## WHAT THIS TASK INVOLVES
Copy out every line exactly as given.

[Stored data]
===============
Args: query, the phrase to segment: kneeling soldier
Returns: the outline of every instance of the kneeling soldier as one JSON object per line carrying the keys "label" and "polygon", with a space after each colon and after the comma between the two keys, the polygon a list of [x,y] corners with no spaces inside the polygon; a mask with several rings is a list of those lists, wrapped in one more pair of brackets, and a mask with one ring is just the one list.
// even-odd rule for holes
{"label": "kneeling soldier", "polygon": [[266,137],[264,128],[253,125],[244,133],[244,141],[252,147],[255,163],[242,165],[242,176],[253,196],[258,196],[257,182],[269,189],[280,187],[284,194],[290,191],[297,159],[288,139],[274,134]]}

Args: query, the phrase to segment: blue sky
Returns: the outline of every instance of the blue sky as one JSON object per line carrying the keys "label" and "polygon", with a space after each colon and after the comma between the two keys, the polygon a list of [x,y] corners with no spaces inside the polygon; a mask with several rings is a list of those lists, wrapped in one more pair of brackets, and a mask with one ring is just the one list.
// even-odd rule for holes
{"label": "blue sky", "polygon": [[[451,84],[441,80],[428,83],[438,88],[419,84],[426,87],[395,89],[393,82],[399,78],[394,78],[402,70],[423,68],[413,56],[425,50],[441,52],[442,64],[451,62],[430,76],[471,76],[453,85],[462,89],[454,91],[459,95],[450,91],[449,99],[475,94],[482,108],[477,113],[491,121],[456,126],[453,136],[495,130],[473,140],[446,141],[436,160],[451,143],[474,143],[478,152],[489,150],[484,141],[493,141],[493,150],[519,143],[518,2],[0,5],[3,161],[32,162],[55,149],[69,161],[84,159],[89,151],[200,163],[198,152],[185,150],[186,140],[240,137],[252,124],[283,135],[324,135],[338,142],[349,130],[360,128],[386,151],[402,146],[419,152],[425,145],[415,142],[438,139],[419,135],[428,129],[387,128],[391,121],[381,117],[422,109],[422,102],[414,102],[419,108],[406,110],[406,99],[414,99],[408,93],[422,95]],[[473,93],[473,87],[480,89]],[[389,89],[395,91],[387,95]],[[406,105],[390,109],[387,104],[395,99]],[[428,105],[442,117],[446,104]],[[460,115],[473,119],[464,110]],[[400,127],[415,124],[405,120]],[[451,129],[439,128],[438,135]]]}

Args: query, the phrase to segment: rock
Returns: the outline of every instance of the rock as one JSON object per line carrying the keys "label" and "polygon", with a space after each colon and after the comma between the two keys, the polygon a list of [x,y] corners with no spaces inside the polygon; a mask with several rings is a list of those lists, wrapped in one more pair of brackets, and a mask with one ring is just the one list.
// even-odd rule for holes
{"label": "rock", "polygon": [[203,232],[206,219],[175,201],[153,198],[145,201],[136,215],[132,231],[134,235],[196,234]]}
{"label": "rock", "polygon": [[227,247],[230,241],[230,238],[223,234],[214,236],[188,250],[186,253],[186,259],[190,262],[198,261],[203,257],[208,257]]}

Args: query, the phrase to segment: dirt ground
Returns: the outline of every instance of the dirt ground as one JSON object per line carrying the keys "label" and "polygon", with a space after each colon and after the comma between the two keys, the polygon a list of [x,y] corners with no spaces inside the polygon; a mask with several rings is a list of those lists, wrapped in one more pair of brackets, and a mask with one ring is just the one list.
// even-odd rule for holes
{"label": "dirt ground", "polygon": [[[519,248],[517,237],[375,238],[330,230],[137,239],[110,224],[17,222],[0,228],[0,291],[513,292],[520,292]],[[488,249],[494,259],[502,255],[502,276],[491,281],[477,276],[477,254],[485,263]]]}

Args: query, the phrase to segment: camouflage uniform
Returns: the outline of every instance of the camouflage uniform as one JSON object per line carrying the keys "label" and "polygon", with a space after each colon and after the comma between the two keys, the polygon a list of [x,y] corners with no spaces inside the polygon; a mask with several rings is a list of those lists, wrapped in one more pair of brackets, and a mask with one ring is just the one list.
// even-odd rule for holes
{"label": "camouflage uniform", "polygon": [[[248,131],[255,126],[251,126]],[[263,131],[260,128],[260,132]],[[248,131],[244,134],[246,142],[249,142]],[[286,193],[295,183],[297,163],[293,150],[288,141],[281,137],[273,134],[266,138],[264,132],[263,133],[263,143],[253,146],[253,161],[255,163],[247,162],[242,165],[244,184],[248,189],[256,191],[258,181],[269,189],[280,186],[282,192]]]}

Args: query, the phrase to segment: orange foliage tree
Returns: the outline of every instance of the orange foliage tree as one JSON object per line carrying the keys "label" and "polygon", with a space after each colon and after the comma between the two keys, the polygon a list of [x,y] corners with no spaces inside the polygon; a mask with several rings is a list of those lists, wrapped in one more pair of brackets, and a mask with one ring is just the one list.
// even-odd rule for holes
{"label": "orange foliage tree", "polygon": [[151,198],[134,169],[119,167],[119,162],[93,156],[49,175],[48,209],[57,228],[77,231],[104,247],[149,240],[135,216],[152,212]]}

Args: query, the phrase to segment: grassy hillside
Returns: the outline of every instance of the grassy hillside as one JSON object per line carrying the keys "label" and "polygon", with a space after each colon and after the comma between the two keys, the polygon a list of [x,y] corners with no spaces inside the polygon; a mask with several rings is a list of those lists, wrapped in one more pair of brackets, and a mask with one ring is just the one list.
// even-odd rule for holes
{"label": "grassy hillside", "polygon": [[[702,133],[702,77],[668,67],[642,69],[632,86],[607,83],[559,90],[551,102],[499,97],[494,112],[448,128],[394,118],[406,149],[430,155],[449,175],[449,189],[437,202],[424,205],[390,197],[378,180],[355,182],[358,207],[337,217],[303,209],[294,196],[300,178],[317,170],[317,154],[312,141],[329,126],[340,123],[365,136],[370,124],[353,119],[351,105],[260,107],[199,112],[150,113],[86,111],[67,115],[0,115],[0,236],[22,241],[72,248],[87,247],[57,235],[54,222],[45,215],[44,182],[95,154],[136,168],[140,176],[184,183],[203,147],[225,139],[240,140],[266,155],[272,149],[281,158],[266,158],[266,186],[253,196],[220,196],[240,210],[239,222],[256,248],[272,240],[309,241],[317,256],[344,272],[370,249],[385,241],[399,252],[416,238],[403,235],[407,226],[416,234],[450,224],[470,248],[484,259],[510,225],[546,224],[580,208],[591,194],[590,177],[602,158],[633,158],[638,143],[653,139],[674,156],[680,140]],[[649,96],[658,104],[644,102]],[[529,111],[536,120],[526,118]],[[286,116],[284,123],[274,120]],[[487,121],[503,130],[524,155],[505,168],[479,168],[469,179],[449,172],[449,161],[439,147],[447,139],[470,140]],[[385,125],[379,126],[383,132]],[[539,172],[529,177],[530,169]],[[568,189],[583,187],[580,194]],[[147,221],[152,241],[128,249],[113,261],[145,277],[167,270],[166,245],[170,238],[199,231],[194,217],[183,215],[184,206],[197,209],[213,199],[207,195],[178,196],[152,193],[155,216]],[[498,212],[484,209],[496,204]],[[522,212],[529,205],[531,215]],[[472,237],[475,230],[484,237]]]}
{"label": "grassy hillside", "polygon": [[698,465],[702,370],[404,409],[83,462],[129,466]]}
===============
## TASK ANSWER
Args: query, the phrase to segment: kneeling soldier
Returns: the outline of every instance of the kneeling soldier as one JSON object per line carrying the keys "label" and "polygon", with a space after each colon and after the comma between the two keys, the polygon a list of [x,y] corners with no spaces inside the polygon; a mask with several rings is a list of those lists, wrapped in one more pair of brackets, and a mask with one ring is just the one list.
// even-odd rule for holes
{"label": "kneeling soldier", "polygon": [[266,137],[264,128],[253,125],[244,133],[244,141],[252,147],[255,163],[242,165],[242,176],[253,196],[258,196],[257,182],[269,189],[280,187],[284,194],[290,191],[297,159],[288,139],[274,134]]}

Args: query, the phrase to segment: blue sky
Returns: the outline of every instance of the blue sky as one JSON object per line carrying the keys "label" and "polygon", with a space after each colon and after the comma between the two keys, the polygon a list of [x,y] corners with no spaces inside the polygon; a mask with several rings is a list of those lists, wrapped in one more pair of brackets, and a mask with one ring is just the one list.
// even-odd rule for holes
{"label": "blue sky", "polygon": [[[451,84],[441,80],[428,83],[438,88],[419,84],[426,87],[395,89],[393,82],[399,78],[394,78],[402,70],[423,68],[413,56],[425,50],[441,52],[442,64],[451,62],[430,76],[471,76],[453,85],[462,89],[454,91],[459,95],[450,91],[449,99],[475,94],[482,108],[477,113],[491,121],[456,126],[453,136],[495,130],[473,140],[446,141],[436,160],[451,143],[474,143],[478,152],[489,150],[484,141],[493,141],[493,150],[519,143],[518,2],[0,5],[3,161],[32,162],[55,149],[69,161],[84,159],[89,151],[200,163],[198,152],[185,150],[186,140],[240,137],[252,124],[283,135],[324,135],[338,142],[349,130],[360,128],[386,151],[402,146],[419,152],[425,145],[415,142],[438,139],[419,135],[428,129],[387,128],[391,121],[381,117],[422,109],[422,102],[414,102],[419,108],[406,110],[406,99],[414,99],[408,93],[422,95]],[[473,93],[473,87],[480,89]],[[389,89],[395,91],[387,95]],[[406,105],[390,109],[387,104],[395,99]],[[428,105],[442,117],[446,104]],[[460,115],[473,119],[464,110]],[[400,127],[415,124],[405,120]],[[451,129],[439,128],[438,135]]]}

Args: query, the phrase to segment: rock
Returns: the outline of every instance of the rock as one JSON object per line carrying the keys "label" and "polygon", with a space after each colon and after the comma between the two keys, the polygon a list of [x,y] corners with no spaces inside the polygon; a mask with several rings is a list of those lists, wrapped in one more pair of brackets, and a mask with one ring is just the one list.
// even-odd rule for holes
{"label": "rock", "polygon": [[203,232],[206,219],[175,201],[153,198],[145,201],[136,215],[132,231],[134,235],[196,234]]}
{"label": "rock", "polygon": [[227,247],[230,241],[230,238],[223,234],[214,236],[188,250],[186,253],[186,259],[190,262],[198,261],[203,257],[208,257]]}

Args: query, the phrase to segment: dirt ground
Returns: the outline of every instance of the dirt ground as one JSON object per line carrying the keys "label" and "polygon", with a space after each colon and after the comma between the two keys, the polygon a list of [x,y] corners with no spaces inside the polygon; a mask with several rings is a list of those lists, wrapped in one more pair of brackets, and a mask with one ring is just the one list.
// even-odd rule for holes
{"label": "dirt ground", "polygon": [[[519,248],[517,237],[375,238],[330,230],[137,239],[110,224],[17,222],[0,228],[0,291],[513,292],[520,292]],[[488,249],[494,259],[502,255],[502,276],[491,281],[477,276],[477,254],[485,263]]]}

Args: query, the phrase to segment: camouflage uniform
Returns: the outline of every instance of the camouflage uniform as one JSON object per line carrying the keys "label" and "polygon", with a space after each colon and after the comma between the two keys, the polygon a list of [x,y] corners with no spaces inside the polygon; a mask with several rings is a list of those lists, wrapped in one more pair of brackets, and a mask with one ring is just the one list.
// even-odd rule for holes
{"label": "camouflage uniform", "polygon": [[[248,131],[255,126],[251,126]],[[263,131],[260,128],[260,132]],[[248,131],[244,134],[246,142],[249,142]],[[286,193],[295,183],[297,163],[293,150],[288,141],[281,137],[273,134],[266,138],[264,132],[263,133],[263,143],[253,146],[253,161],[255,163],[247,162],[242,165],[244,184],[248,189],[256,191],[258,181],[269,189],[280,186],[282,192]]]}

Args: query, the phrase to segment: orange foliage tree
Returns: the outline of every instance of the orange foliage tree as one JSON object per line carrying the keys "label" and "polygon", with a space after each colon and after the comma between the two keys, the polygon a list of [x,y] corners with no spaces inside the polygon; a mask with several rings is a list of those lists, wrapped in one more pair of brackets, and a mask with one ring is just the one list.
// even-odd rule for holes
{"label": "orange foliage tree", "polygon": [[151,198],[134,169],[119,167],[119,162],[93,156],[49,175],[48,209],[57,228],[77,231],[104,247],[149,240],[135,216],[152,212]]}

Args: query, the phrase to segment: grassy hillside
Returns: the outline of every instance of the grassy hillside as one JSON object per line carrying the keys "label" and "polygon", with a space after each colon and after the comma between the two keys, the polygon a list of [x,y] corners with no spaces inside the polygon; a mask with several rings is a list of those lists, wrapped in one more pair of brackets, and a mask with one ring is just the one list.
// even-odd rule for holes
{"label": "grassy hillside", "polygon": [[[702,133],[702,77],[668,67],[642,69],[632,86],[607,83],[559,90],[551,102],[499,97],[494,112],[448,128],[394,118],[406,149],[430,155],[449,175],[449,189],[437,202],[424,205],[390,197],[378,180],[355,182],[358,207],[337,217],[303,209],[294,196],[300,178],[317,170],[317,154],[312,141],[329,126],[340,123],[365,136],[370,124],[353,119],[351,105],[260,107],[199,112],[150,113],[86,111],[67,115],[0,115],[0,236],[22,241],[72,248],[87,247],[57,235],[54,222],[45,215],[44,182],[95,154],[136,168],[140,176],[184,183],[203,147],[225,139],[240,140],[266,155],[272,149],[281,158],[266,158],[266,186],[253,196],[220,196],[240,210],[239,222],[256,248],[272,240],[309,241],[317,256],[344,272],[370,249],[385,241],[399,252],[416,238],[403,235],[407,226],[416,234],[450,224],[470,248],[484,259],[510,225],[546,224],[580,208],[591,194],[590,177],[602,158],[633,158],[638,143],[653,139],[674,156],[680,140]],[[649,96],[658,104],[644,102]],[[529,111],[536,120],[526,118]],[[286,116],[284,123],[274,120]],[[487,121],[503,130],[524,155],[505,168],[479,168],[469,179],[449,172],[449,161],[439,147],[447,139],[470,140]],[[385,125],[379,126],[383,132]],[[539,172],[529,177],[530,169]],[[568,189],[583,187],[580,194]],[[147,221],[152,241],[128,249],[113,261],[145,277],[167,270],[166,245],[170,238],[199,231],[194,217],[183,215],[184,206],[197,209],[213,199],[207,195],[178,196],[152,193],[155,216]],[[498,212],[484,209],[496,204]],[[522,212],[529,205],[531,215]],[[472,237],[475,230],[484,237]]]}
{"label": "grassy hillside", "polygon": [[698,465],[702,370],[404,409],[83,462],[129,466]]}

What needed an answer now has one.